* [DATA PROVIDED]:

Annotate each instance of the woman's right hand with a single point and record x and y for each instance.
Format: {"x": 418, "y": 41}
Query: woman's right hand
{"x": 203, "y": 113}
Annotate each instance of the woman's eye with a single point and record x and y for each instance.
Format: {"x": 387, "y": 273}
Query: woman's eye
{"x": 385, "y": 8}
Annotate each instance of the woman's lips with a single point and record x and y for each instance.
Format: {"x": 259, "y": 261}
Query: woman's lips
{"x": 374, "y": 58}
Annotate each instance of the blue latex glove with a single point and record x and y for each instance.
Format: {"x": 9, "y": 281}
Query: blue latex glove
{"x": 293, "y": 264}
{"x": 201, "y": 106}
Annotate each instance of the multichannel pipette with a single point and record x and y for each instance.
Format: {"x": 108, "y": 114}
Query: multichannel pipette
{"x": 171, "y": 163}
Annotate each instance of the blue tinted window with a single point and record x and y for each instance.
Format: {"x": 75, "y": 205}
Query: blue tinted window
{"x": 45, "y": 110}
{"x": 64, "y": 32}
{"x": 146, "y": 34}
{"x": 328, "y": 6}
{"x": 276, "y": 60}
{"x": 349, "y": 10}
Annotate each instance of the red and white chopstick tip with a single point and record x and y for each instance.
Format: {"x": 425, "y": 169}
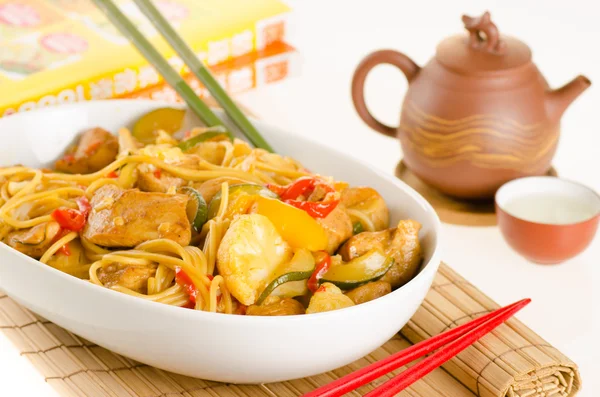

* [WORK ITEM]: The answer should be a number alone: how many lines of the entries hold the word "Format"?

* [TASK SOLUTION]: 7